RECORDS PROVIDED:
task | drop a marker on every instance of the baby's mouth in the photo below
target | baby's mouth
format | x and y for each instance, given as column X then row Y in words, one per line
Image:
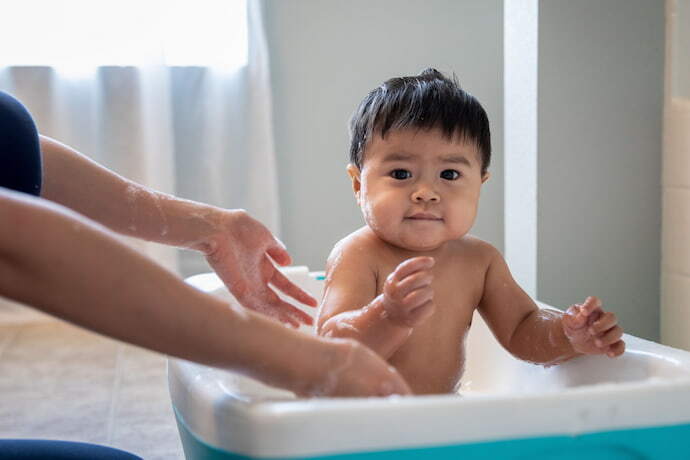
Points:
column 424, row 216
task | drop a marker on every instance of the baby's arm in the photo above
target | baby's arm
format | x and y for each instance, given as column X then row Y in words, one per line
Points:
column 544, row 336
column 351, row 309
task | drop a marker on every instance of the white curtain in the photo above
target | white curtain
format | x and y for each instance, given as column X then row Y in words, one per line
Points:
column 202, row 133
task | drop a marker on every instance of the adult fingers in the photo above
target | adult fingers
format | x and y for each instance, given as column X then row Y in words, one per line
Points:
column 278, row 253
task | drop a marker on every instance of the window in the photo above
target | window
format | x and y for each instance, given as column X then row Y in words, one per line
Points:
column 73, row 34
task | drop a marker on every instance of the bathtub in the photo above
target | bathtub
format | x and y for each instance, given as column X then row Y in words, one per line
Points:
column 636, row 406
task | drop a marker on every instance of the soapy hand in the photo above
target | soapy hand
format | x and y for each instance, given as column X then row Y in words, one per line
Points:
column 242, row 252
column 593, row 331
column 356, row 371
column 407, row 292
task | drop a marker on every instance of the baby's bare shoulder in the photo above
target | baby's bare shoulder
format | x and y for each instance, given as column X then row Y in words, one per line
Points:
column 358, row 247
column 476, row 249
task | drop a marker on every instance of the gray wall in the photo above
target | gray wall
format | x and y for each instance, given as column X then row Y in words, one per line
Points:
column 600, row 118
column 325, row 56
column 680, row 68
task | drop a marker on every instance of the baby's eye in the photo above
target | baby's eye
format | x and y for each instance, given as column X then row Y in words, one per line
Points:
column 450, row 174
column 401, row 174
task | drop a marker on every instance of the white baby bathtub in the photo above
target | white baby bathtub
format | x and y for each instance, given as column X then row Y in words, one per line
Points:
column 636, row 406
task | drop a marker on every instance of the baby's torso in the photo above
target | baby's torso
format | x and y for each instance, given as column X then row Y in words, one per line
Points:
column 432, row 359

WHAT YOU ARE ASKED TO DO:
Show every line above where "white" is found.

ANSWER SPACE:
task | drop a marker on every instance of the white curtain in the photo above
target | white curtain
task | drop a marker on every instance of the white baby bathtub in the photo above
target | white baby bathtub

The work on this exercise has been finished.